Toutefois, la majorité des ivoiriens peinent à sentir les retombées de la croissance économique. En effet, près de 46% de la population vit encore en dessous du seuil de pauvreté. L’économie néolibérale n’a pas allégé la faim qui tenaille la moitié du people ivoirien, alors que l’unité du pays demeure encore élusive. Bien que Ouattara ait annoncé qu’il renonçait à briguer un troisième mandat qui aurait été anticonstitutionnel, ses dérives autoritaires restent un souci.
Beaucoup d’eau a coulé sous les ponts depuis son arrivée au pouvoir 2011. Après plusieurs mois d’un conflit armé qui avait fait plus de 3 000 morts et 300 000 refugiés, la communauté internationale voyait en Ouattara l’incarnation d’une nouvelle ère pour la Côte d’Ivoire. Parce qu’il était un technocrate, les élites occidentales et les institutions financières voyaient en lui le personnage capable d’assurer la stabilité économique du pays au sortir du conflit armé.
Sur le papier, et selon les indicateurs du marché international, l’économie ivoirienne se porte bien. Une décennie après la fin du conflit, le gouvernement ivoirien a démontré sa capacité à remettre sur pied une économie moribonde et à attirer des investissements étrangers. Le PIB de la Côte d’Ivoire sous Ouattara a eu une croissance de plus de 7%, un taux parmi les plus élevés en Afrique. A travers le pays, de grands chantiers sont en cours, y compris un métro pour Abidjan dont l’inauguration est prévue en 2023, alors que des cafés, restaurants, et hôtels sortent de terre un peu partout.
Toutefois, les ivoiriens se plaignent que ces indicateurs de la croissance économique n’ont pas eu l’impact escompté sur leur vie quotidienne. Pendant que les investissements étrangers inondent le pays, les ivoiriens ont encore faim. Aussi, cette croissance n’a pas résolu les causes profondes du conflit ivoirien.
Néanmoins, les institutions financières internationales et les gouvernements occidentaux ont bien accueilli les politiques économiques de Ouattara. Le président ivoirien a en effet amélioré l’espace des affaires de son pays, si bien qu’en 2014 et 2015, la banque mondiale notait que la Cote d’Ivoire faisait partie des 10 pays au monde qui avaient le plus fait de progrès dans leur environnement d’affaires.
Ouattara a aussi rétabli la sécurité intérieure du pays. Voyager en Côte d’Ivoire n’est plus dangereux, et la zone tampon qui divisait le pays durant la guerre civile a disparu. Les ivoiriens, y compris ceux qui ne sont pas du camp de Ouattara, admettent que leurs vies ne sont plus en danger, et les barrages policiers ne sont plus omniprésents.

Objectif 1
Transcrivez fidèlement le passage du texte sur la Côte d'Ivoire sous Ouattara qui va de « Néanmoins, les institutions » jusqu'à « leur environnement d’affaires. » inclus.
Objectif 2
Rédigez la suite du texte sur la Côte d'Ivoire sous Ouattara en partant de sa dernière phrase.
Les enregistrements ne sont pas nécessaires ici.

Extraits des données
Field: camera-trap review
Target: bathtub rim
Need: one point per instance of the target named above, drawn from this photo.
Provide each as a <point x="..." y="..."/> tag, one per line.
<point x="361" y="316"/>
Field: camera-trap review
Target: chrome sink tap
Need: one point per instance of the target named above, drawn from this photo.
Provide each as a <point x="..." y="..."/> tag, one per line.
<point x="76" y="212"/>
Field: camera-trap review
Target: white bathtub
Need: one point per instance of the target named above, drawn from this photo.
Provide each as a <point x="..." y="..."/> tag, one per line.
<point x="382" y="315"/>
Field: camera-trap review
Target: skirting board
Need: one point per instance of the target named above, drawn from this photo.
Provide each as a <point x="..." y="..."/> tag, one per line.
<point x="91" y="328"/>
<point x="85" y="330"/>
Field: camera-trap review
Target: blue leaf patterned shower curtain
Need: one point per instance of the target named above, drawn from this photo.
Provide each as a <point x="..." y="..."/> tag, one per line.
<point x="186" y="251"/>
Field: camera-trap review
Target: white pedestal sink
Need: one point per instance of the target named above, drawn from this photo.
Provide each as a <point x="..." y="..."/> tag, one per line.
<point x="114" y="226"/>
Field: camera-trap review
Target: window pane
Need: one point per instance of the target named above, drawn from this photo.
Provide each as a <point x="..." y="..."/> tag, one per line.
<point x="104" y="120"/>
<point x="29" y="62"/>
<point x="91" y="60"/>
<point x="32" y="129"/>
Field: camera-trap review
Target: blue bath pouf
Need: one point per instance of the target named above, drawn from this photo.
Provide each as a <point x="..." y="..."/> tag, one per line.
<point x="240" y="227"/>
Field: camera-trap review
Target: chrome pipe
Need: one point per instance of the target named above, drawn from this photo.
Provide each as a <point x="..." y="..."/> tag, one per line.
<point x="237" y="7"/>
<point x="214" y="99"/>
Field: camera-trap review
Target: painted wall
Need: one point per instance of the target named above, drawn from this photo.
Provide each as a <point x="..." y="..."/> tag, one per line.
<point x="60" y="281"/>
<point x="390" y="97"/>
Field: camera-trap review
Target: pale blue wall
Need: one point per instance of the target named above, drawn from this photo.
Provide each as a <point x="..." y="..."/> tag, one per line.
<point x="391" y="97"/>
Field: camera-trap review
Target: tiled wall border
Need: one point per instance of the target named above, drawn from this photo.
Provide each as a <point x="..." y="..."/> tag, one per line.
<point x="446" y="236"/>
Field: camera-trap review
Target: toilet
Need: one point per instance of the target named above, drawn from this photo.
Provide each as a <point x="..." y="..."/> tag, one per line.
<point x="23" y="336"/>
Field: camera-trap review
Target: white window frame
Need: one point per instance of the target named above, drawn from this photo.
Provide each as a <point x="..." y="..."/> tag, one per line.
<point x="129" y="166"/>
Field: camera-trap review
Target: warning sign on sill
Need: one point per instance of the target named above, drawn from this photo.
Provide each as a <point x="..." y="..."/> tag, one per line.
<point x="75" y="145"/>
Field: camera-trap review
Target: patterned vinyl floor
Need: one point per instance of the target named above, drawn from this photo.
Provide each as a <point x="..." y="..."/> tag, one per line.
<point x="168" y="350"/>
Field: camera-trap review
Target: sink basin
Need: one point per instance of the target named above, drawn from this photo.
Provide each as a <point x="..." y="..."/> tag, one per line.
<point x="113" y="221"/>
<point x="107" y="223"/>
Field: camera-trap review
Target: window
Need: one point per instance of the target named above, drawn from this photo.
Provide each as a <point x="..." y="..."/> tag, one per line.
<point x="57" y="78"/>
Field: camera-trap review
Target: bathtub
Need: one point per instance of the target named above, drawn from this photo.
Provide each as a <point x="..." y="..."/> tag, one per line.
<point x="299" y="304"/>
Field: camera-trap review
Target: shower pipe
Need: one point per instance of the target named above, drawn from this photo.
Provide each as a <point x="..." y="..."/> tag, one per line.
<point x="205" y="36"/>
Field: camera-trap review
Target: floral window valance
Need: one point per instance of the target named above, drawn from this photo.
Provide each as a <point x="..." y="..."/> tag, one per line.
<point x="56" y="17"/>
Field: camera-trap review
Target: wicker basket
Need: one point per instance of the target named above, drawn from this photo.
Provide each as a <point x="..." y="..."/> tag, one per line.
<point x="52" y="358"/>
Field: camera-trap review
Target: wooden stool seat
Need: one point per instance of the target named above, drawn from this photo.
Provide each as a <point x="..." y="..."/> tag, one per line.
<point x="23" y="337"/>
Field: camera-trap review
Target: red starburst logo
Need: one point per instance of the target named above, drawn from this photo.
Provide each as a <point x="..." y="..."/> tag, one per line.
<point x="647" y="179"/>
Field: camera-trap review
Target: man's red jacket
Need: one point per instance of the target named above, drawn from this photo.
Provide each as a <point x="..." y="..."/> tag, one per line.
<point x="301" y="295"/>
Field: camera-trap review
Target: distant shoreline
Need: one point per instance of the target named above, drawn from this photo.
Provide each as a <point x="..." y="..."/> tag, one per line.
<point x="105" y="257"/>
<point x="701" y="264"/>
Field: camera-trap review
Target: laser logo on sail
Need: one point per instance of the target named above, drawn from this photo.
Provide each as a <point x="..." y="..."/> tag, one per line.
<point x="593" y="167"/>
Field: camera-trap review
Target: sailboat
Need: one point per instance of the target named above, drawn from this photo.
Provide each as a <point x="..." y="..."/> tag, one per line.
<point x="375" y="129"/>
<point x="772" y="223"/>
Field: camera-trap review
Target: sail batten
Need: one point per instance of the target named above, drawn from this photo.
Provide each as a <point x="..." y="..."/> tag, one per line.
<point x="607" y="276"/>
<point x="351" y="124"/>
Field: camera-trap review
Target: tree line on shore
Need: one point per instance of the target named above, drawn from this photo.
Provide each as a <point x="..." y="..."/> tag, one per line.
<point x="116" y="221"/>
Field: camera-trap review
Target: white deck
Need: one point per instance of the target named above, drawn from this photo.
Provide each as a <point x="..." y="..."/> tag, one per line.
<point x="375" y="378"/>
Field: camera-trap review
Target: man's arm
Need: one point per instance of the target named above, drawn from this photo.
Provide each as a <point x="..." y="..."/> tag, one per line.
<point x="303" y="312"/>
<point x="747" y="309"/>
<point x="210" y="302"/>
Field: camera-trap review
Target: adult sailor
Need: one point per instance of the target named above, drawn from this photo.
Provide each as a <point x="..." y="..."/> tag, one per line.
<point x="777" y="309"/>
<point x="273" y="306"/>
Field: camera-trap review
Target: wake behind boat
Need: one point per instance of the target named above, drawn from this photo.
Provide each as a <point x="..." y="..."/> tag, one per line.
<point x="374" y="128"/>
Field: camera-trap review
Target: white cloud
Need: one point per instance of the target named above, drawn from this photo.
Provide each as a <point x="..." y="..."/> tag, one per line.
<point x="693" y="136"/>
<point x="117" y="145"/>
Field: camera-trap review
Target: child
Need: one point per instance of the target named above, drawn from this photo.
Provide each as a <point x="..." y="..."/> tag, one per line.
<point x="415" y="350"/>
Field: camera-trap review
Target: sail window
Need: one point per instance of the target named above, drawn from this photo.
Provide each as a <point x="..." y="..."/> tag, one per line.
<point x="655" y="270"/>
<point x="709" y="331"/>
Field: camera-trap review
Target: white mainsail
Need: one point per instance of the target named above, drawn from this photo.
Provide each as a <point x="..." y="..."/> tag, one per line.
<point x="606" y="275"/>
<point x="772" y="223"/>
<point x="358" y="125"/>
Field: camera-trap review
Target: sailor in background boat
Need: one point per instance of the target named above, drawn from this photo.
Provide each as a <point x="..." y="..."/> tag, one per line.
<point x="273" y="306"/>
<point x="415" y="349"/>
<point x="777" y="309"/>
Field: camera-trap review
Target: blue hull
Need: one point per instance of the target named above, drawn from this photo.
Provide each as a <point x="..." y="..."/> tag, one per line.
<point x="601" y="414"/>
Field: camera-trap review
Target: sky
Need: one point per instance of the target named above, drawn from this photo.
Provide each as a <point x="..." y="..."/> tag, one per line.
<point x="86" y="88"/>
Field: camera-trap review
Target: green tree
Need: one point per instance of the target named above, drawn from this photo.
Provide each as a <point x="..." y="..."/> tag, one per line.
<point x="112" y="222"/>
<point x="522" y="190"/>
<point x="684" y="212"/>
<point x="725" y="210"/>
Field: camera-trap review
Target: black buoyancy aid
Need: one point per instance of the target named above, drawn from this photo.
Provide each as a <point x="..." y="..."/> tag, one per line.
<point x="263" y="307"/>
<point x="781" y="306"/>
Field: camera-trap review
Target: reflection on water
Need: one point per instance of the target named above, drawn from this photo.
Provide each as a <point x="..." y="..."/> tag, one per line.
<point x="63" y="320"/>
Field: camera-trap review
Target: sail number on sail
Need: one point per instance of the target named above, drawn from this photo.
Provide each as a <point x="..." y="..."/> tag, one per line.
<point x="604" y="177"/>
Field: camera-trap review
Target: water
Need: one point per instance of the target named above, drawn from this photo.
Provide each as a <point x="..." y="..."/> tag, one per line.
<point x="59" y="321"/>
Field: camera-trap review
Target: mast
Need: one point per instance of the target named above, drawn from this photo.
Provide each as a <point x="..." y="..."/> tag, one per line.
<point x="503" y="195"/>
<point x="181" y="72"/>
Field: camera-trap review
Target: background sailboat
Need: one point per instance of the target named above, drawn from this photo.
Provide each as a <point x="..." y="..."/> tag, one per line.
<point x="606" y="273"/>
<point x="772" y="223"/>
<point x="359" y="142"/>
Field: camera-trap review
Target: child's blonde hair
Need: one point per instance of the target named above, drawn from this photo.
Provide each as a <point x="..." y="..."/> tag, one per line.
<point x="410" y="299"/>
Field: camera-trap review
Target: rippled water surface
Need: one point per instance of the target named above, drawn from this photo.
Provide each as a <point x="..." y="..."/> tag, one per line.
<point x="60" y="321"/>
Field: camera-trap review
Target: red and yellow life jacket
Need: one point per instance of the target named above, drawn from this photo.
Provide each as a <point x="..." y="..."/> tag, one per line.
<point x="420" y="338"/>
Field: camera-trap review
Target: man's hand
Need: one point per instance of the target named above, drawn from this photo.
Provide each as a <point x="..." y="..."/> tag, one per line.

Réponse attendue 1
Néanmoins, les institutions financières internationales et les gouvernements occidentaux ont bien accueilli les politiques économiques de Ouattara. Le président ivoirien a en effet amélioré l’espace des affaires de son pays, si bien qu’en 2014 et 2015, la banque mondiale notait que la Cote d’Ivoire faisait partie des 10 pays au monde qui avaient le plus fait de progrès dans leur environnement d’affaires.

Réponse attendue 2
Au-delà de la façade
Cependant, au fil des années, les questions relatives au respect des droits humains et acquis démocratiques demeurent. La sphère politique se rétrécit, et les opposants craignent pour leur sécurité.
Lorsqu’en 2016 le président Ouattara organisa un referendum sur des reformes constitutionnelles, le taux de participation était de 42% seulement. Ce qui pourtant n’a pas empêché le gouvernement de mettre en place les reformes, créant au passage un sénat, que beaucoup d’ivoiriens jugent inopportun et budgétivore, et simplement une institution de plus pour permettre au d’asseoir sa mainmise sur les institutions de la république. En effet, un tiers des sénateurs sont nommés par le président lui-même.
Et ceci n’était en effet que le premier jalon d’une longue série de mesures qui allaient malmener le processus démocratique ivoirien.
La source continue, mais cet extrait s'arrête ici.